### Listed entries
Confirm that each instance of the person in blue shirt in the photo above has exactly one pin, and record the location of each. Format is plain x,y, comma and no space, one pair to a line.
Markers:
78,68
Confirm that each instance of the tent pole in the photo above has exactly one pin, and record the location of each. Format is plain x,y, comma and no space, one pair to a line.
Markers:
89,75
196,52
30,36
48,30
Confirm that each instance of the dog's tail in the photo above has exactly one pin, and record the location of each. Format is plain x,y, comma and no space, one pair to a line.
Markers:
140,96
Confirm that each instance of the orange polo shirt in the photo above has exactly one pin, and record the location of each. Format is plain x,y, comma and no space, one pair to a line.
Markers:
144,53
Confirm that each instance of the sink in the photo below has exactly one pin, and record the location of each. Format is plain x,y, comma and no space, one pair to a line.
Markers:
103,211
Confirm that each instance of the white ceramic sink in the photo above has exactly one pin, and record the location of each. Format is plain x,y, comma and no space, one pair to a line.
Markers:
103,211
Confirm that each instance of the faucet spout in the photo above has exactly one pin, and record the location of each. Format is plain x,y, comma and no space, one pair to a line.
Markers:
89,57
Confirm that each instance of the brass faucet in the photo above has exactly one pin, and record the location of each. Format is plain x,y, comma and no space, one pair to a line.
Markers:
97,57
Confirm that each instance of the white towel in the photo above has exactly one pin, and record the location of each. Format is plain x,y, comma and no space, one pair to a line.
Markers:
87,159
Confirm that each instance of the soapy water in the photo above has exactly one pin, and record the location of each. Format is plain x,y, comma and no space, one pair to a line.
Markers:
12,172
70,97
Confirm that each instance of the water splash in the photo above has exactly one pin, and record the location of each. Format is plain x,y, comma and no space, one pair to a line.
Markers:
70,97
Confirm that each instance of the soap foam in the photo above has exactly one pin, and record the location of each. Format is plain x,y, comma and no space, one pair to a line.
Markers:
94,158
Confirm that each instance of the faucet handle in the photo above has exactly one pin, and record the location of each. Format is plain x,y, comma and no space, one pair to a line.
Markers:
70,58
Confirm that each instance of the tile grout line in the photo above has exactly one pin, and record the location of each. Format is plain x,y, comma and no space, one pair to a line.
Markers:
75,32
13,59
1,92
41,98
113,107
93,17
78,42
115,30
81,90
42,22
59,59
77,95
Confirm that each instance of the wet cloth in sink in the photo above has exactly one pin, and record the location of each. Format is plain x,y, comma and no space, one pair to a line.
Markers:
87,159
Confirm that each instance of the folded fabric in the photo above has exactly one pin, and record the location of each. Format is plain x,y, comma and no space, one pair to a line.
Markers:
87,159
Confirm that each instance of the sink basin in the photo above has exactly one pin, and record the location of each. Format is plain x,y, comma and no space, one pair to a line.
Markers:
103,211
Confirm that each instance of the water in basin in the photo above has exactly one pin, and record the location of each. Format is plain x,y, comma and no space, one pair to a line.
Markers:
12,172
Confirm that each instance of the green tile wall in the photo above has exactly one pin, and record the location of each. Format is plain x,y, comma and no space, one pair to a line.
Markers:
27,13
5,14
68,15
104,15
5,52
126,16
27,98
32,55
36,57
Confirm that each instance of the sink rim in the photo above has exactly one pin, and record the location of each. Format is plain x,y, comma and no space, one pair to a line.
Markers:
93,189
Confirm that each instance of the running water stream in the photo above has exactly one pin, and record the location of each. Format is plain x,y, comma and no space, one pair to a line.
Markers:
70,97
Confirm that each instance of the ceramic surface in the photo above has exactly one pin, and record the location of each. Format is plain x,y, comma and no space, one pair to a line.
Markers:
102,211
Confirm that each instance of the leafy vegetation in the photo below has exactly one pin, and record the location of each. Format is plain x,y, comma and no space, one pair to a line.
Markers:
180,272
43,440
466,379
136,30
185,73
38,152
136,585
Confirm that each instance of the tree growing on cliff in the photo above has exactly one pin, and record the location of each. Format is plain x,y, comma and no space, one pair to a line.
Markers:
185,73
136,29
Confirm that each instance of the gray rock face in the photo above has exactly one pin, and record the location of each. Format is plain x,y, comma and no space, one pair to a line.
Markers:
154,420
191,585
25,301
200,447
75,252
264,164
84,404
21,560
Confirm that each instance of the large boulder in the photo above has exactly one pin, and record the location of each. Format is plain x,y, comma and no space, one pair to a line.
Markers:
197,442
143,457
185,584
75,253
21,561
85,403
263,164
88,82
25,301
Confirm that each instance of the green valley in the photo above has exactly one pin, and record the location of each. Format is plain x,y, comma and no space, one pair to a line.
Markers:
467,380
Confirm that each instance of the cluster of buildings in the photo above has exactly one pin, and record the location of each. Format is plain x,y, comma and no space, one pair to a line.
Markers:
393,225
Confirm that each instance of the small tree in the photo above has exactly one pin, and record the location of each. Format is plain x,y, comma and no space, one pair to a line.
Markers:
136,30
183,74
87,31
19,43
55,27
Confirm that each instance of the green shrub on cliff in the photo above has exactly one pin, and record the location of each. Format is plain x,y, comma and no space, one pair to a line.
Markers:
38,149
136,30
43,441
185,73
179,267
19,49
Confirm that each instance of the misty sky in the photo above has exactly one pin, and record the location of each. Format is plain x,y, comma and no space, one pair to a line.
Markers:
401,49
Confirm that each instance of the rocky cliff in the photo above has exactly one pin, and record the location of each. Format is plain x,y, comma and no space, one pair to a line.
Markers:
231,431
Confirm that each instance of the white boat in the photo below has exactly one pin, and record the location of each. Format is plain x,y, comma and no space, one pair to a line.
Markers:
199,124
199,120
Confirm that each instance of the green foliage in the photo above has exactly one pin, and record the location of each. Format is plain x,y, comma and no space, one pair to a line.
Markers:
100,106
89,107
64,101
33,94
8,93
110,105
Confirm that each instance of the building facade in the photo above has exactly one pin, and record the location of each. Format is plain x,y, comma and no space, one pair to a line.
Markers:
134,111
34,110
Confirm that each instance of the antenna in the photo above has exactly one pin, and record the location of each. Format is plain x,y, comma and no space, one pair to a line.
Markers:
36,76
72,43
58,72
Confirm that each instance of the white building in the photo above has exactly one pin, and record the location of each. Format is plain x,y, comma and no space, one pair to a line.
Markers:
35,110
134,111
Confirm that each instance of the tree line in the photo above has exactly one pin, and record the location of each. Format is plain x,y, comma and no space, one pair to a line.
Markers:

### What to do
Return each full line of the entries that contains the word "tile".

### Solution to this exercise
Confirm that each instance of the tile grout line in the photo above has exactly one pin, and record the location of each. Format is plain x,y, comma and no space, one pair to a line.
Confirm that each instance of the green tile wall in the photo above has exactly one pin, and record the location of each. Format is plain x,y, comma and no space, one pair to a line.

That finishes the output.